PROVIDED INFORMATION.
┌────────

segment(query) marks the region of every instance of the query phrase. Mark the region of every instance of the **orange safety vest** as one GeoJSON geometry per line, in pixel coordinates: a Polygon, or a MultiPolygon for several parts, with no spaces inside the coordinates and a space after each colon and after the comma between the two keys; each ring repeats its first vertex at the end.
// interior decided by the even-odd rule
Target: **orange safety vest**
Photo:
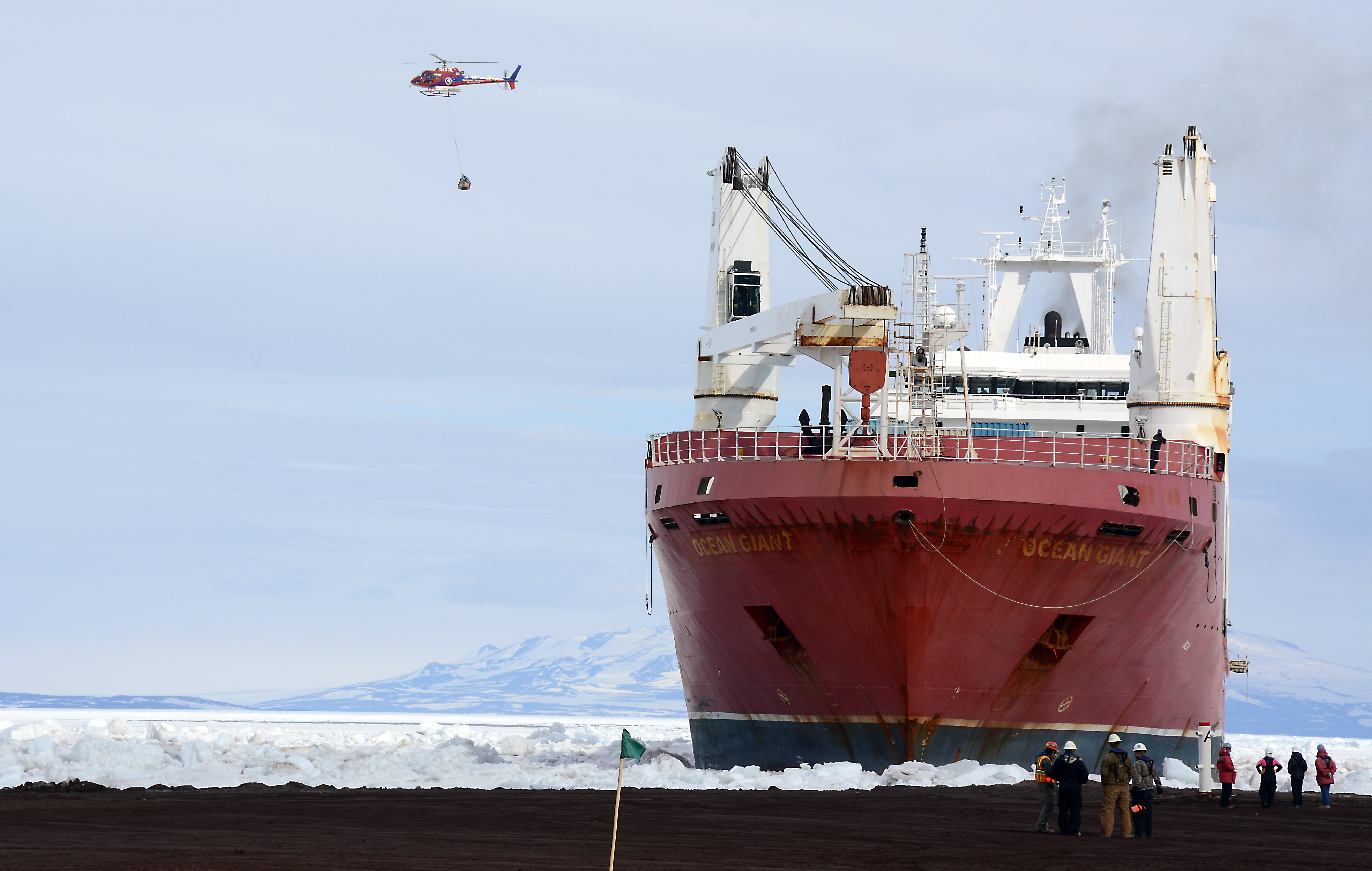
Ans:
{"type": "Polygon", "coordinates": [[[1040,753],[1039,759],[1033,761],[1033,779],[1039,783],[1055,783],[1052,778],[1048,776],[1048,767],[1052,764],[1052,757],[1047,753],[1040,753]]]}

└────────

STATED EXERCISE. Render the listing above as CSV with two columns, instruction and response. Put each text and its answer on one row, each in a single quoted field with line breaks converted to spaces, and leave out the pictures.

WRITTEN RESPONSE.
instruction,response
"segment(query) marks the region of every instance of the query phrase. Mark the region of every instance of the **orange safety vest** as one GeoJSON geometry per line, in pixel coordinates: a Polygon, or a MultiPolygon for several parts, with no spaces inside the coordinates and a space after each colon and after the comma between the two keys; each ring repeats its first vertex at the end. // interior decided by the even-odd rule Target: **orange safety vest** Photo: Ans:","{""type"": ""Polygon"", ""coordinates"": [[[1040,753],[1039,759],[1033,761],[1033,779],[1039,783],[1055,783],[1052,778],[1048,776],[1048,767],[1052,764],[1052,757],[1047,753],[1040,753]]]}"